-- START OF Entries provided --

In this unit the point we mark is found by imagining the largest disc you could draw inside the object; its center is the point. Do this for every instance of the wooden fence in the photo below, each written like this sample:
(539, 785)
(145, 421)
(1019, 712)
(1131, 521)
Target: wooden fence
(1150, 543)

-- END OF Entries provided --
-- START OF Entries provided --

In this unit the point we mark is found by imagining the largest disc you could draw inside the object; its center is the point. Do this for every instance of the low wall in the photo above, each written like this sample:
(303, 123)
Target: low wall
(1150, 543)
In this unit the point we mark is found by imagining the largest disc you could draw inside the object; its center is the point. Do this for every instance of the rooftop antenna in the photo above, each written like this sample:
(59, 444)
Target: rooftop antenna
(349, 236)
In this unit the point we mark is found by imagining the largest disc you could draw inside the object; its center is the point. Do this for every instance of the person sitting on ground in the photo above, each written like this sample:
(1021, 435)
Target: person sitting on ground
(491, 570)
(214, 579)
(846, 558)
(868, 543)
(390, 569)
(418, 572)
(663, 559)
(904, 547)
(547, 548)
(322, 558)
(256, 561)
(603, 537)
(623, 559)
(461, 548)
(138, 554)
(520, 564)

-- END OF Entries provided --

[Work to do]:
Locate each line of the data above that contains the string "rooftop", and reproduce every such line in full. The match is case-sensitive.

[Written answer]:
In this unit the point we mark is found by imagining the largest disc you could draw inside the object; its center is the point. Do this for every instance of the rooftop antenna in the photo above, each written like this sample:
Target: rooftop antenna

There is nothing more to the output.